§ **PROBLEM DETAILS**
Report every line from the material that contains the word "below".

[Opening DATA FOR ANALYSIS section]

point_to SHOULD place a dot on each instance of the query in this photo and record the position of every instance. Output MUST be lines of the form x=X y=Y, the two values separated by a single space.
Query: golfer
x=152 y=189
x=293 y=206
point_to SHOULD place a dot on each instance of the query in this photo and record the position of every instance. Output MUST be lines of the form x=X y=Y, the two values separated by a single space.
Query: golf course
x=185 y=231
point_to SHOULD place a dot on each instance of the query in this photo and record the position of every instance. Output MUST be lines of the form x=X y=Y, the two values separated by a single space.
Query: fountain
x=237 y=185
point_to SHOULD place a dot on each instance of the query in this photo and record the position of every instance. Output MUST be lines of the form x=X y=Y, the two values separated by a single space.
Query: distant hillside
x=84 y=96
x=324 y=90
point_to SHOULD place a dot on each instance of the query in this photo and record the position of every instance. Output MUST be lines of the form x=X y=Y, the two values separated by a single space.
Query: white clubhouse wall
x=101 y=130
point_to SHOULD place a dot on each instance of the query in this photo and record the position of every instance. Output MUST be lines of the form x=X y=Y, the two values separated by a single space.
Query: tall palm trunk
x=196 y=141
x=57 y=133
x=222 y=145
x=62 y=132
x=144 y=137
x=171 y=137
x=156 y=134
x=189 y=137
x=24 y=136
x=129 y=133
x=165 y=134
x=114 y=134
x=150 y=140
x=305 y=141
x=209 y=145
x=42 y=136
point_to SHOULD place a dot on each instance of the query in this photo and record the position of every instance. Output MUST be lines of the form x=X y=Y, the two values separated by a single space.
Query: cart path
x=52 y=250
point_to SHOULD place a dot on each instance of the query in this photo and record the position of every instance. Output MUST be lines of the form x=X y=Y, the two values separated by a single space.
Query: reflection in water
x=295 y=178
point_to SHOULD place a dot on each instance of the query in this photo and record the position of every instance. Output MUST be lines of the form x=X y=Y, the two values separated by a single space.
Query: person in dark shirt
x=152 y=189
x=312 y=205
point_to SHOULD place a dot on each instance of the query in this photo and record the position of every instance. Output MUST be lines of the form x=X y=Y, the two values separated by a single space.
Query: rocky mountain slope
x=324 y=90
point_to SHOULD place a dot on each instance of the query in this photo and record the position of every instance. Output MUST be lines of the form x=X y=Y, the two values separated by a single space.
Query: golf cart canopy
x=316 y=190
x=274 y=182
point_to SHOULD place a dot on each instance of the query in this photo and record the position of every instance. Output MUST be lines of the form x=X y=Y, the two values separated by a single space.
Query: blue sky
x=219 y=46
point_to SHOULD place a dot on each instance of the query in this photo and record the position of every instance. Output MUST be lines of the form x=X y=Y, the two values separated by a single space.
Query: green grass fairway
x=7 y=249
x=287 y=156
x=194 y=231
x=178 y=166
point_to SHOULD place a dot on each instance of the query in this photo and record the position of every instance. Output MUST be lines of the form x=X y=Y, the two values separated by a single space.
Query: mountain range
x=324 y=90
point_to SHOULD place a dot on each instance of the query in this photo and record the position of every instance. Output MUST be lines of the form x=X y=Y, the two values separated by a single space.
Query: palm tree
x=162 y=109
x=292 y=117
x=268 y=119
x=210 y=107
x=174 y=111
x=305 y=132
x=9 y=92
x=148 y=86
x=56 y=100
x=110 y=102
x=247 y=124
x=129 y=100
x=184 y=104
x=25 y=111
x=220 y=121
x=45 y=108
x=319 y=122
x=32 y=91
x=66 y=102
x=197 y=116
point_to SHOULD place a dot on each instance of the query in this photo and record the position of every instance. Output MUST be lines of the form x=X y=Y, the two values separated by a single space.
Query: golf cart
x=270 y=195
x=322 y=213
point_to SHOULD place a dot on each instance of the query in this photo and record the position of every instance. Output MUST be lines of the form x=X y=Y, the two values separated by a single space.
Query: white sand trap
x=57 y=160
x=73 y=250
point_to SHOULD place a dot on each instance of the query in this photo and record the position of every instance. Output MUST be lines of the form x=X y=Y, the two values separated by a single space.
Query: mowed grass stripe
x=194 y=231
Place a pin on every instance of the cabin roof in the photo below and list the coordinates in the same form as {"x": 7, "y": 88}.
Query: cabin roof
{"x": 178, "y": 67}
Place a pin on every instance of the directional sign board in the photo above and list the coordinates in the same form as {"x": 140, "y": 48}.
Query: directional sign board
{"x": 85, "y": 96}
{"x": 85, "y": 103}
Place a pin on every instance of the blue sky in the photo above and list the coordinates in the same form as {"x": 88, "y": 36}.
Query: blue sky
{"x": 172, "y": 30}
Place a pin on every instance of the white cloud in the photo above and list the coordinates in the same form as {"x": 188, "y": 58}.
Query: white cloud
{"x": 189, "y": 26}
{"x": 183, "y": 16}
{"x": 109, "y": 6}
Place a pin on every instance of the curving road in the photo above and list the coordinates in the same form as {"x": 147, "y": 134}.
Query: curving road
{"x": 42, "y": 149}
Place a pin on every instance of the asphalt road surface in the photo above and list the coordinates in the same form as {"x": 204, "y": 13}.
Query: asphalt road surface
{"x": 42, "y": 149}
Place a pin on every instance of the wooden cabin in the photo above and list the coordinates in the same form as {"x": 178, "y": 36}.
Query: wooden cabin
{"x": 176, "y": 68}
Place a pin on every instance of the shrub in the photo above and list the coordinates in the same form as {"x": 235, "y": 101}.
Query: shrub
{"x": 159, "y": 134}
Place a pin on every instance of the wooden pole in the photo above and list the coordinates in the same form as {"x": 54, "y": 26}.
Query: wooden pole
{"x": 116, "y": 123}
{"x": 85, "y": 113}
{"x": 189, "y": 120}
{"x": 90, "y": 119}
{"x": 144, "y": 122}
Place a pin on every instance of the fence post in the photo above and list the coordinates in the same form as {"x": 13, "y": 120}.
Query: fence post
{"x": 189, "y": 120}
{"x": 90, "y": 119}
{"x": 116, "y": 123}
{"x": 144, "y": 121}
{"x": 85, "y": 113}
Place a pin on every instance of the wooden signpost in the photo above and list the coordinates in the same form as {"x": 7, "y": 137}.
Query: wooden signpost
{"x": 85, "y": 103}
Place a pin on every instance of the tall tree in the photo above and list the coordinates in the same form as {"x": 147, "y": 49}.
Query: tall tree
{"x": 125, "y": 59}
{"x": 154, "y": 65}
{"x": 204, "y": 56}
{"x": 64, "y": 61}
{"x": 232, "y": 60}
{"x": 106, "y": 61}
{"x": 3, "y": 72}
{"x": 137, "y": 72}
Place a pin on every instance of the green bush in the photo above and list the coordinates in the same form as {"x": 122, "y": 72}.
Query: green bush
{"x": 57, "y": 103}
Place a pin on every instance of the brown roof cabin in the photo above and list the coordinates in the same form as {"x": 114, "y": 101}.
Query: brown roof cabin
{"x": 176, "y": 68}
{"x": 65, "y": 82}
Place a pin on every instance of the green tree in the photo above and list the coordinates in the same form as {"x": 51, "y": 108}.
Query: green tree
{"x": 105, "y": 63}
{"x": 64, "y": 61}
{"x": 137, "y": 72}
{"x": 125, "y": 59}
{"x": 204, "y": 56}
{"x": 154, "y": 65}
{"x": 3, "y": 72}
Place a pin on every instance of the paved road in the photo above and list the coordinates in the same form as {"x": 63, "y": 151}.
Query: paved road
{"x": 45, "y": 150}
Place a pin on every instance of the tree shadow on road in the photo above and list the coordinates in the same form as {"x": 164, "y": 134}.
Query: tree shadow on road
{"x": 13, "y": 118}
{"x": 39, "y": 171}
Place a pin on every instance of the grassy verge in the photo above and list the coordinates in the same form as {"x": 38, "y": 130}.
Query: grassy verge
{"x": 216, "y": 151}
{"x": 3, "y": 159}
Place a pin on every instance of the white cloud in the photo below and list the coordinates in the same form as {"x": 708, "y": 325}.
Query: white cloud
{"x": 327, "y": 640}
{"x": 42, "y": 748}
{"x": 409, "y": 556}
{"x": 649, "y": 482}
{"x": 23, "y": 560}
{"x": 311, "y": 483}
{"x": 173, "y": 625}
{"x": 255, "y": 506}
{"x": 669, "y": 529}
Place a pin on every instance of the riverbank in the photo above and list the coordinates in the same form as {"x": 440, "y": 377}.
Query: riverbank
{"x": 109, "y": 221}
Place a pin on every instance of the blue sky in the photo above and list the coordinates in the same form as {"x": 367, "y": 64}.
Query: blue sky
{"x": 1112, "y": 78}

[Closing DATA FOR ANALYSIS section]

§ **SOLUTION TO THE EXERCISE**
Place a pin on every instance of the cabin roof in the photo below and list the coordinates in the same form as {"x": 7, "y": 88}.
Place a pin on every instance of the white cloud in the photo below and list the coordinates in the same form as {"x": 708, "y": 325}.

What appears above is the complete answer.